TASKS TO CARRY OUT ::
**A.** Answer these from the Unicorn deploy passage:
(i) What name was given to the Zabbix agent item?
(ii) By default, how many of the latest releases does Capistrano 3 keep?
(iii) Which version of the unicorn gem appears in the error path from the log?
**B.** From the Unicorn deploy passage, duplicate the lines starting with "Here is how" and going on through "not exist anymore.".

++++ EXTRACT ++++

And here is a snippet of Zabbix configuration we have used:
UserParameter=unicorn.revision.check,/usr/bin/curl -H 'Host: example.com' -sL -w '%{http_code}' http://<unicorn ip address>/monitoring/unicorn
Next, we’ve created a Zabbix agent item (“Revision status check”) and used it for a trigger:
( {TRIGGER.VALUE}=0 and
{Unicorn revision template:unicorn.revision.check.count(#3,200,"ne")}=3 )
or
( {TRIGGER.VALUE}=1 and
{Unicorn revision template:unicorn.revision.check.count(#2,200,"ne")}=2 )
Now, how does this trigger work, exactly? It checks for a non-200 HTTP response and ensures that it persists during a period, to prevent false alerts during deploys and rebouncing. Google “Hysteresis in Zabbix” for more details, if you’re interested.
The first alert we’ve got led us to the following output in the Unicorn log file:
I, [2015-03-13T11:41:29.862602 #1285] INFO -- : executing ["/home/project/releases/20150312084505/vendor/bundle/ruby/2.1.0/bin/unicorn_rails", "-c", "config/unicorn.rb", "-E", "production", "-D", {12=>#<Kgio::UNIXServer:fd 12>}] (in /home/project/releases/20150313084000)
/home/project/current/vendor/bundle/ruby/2.1.0/gems/unicorn-4.8.3/lib/unicorn/http_server.rb:475:in `exec': No such file or directory - /home/project/releases/20150312084505/vendor/bundle/ruby/2.1.0/bin/unicorn_rails (Errno::ENOENT)
And at that moment I’ve started to get a clear understanding of what’s going on.
Here is how zero-downtime Unicorn deploy works: it starts the master process and replaces it with a fork on the next deploy.
On the first deploy, bundle exec unicorn_rails command was mapped to /home/project/releases/1/vendor/bundle/ruby/2.1.0/bin/unicorn_rails
, which started properly. But later, let’s say on 100th deploy, the original Unicorn still pointed to the /home/project/releases/1
directory from the first release. By default, Capistrano 3 keeps only the last five releases and cleans up older releases (deploy:cleanup
task runs automatically by default), and obviously /home/project/releases/1
did not exist anymore.

++++ PROVIDED MATERIAL ++++

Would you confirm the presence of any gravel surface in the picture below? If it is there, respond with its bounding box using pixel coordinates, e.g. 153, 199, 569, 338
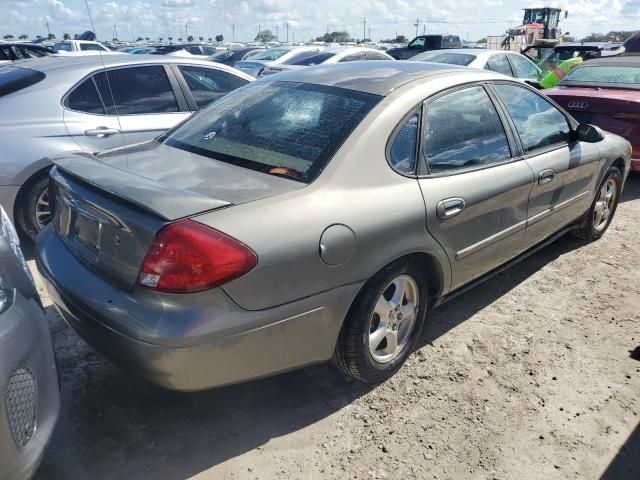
31, 175, 640, 480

++++

SOLUTIONS FOR EACH TASK ::
**A.**
(i) "Revision status check"
(ii) Five
(iii) 4.8.3

**B.**
Here is how zero-downtime Unicorn deploy works: it starts the master process and replaces it with a fork on the next deploy.
On the first deploy, bundle exec unicorn_rails command was mapped to /home/project/releases/1/vendor/bundle/ruby/2.1.0/bin/unicorn_rails
, which started properly. But later, let’s say on 100th deploy, the original Unicorn still pointed to the /home/project/releases/1
directory from the first release. By default, Capistrano 3 keeps only the last five releases and cleans up older releases (deploy:cleanup
task runs automatically by default), and obviously /home/project/releases/1
did not exist anymore.